- **Problem details**: List each line in the records below that contains the word "white".

- **Record extracts**:
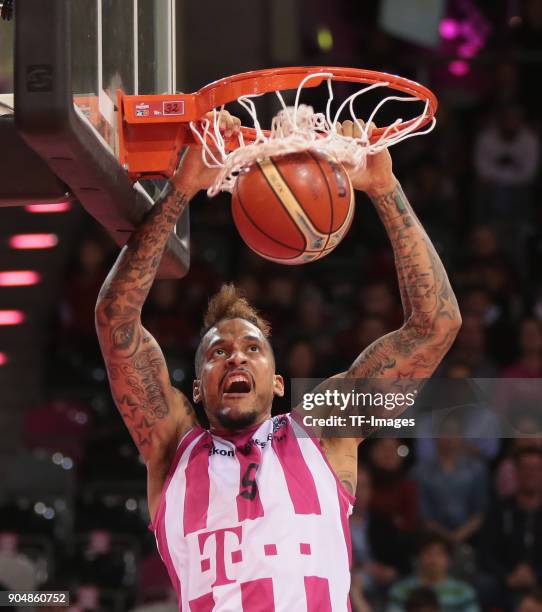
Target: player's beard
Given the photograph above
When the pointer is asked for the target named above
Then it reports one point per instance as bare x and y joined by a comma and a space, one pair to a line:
238, 422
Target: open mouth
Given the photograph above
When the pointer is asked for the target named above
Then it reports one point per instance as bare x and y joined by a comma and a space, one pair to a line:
237, 383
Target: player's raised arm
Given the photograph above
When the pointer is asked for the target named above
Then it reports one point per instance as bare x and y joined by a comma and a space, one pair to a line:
155, 413
432, 317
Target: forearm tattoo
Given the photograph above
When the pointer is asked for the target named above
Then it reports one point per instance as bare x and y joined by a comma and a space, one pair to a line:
136, 365
431, 310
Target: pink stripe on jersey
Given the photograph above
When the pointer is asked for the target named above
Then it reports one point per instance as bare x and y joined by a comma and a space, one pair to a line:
196, 499
249, 505
299, 479
257, 595
163, 548
317, 592
345, 500
186, 440
205, 603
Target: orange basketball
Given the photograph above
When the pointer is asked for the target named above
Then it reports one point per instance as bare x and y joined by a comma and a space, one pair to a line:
293, 208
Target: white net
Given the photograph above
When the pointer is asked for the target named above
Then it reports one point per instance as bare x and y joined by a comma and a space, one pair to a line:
298, 128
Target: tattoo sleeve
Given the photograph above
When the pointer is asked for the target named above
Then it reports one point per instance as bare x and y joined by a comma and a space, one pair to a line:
137, 370
432, 316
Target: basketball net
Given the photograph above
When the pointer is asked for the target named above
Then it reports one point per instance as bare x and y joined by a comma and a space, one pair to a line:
298, 128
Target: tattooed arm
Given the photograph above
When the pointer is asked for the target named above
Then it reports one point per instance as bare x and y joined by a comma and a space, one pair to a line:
155, 413
432, 319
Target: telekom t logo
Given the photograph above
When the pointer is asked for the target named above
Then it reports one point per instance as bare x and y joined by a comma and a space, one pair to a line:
221, 577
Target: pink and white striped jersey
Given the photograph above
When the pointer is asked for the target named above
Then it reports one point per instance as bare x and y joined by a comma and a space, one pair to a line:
256, 522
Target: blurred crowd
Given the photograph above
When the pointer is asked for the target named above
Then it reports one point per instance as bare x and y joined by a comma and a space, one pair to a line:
451, 524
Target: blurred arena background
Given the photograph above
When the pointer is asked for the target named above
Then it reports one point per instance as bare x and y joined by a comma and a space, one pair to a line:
72, 488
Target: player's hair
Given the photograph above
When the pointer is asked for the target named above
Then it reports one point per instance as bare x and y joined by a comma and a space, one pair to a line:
229, 303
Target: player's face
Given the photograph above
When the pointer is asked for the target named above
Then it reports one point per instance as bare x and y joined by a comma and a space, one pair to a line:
237, 381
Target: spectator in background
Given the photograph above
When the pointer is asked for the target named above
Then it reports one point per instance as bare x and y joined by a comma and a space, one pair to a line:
363, 332
433, 561
531, 602
394, 493
511, 543
487, 265
529, 364
377, 299
480, 427
453, 489
506, 477
165, 320
433, 196
506, 151
506, 159
470, 349
379, 554
422, 599
85, 278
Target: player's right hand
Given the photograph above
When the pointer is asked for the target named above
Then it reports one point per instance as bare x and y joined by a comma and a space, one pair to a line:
193, 174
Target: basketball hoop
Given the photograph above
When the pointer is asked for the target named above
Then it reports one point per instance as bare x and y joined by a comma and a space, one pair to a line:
295, 128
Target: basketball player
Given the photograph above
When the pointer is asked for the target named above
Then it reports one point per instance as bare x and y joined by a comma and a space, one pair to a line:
248, 515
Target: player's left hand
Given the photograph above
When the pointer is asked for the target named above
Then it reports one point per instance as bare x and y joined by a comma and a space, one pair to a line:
377, 177
193, 174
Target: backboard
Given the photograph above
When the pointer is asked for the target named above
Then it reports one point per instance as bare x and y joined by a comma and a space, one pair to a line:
120, 44
70, 60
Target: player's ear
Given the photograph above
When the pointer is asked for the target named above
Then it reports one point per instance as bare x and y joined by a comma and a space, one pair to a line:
196, 391
278, 385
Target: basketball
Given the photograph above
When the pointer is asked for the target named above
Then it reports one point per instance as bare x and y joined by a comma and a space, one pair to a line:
293, 209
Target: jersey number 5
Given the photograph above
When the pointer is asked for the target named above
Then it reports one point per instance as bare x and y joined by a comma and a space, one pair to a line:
249, 482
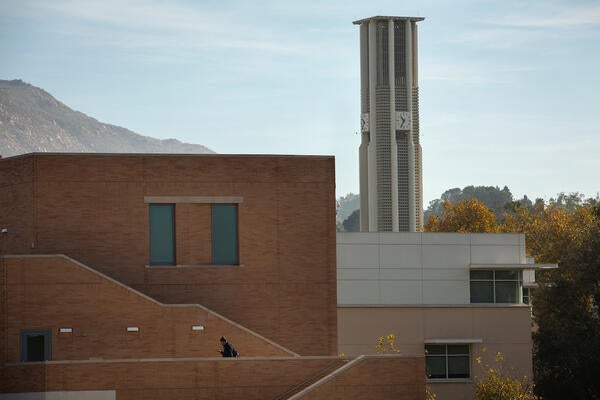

- **Solution for this exercise**:
Target: white net
Target: pink and white striped jersey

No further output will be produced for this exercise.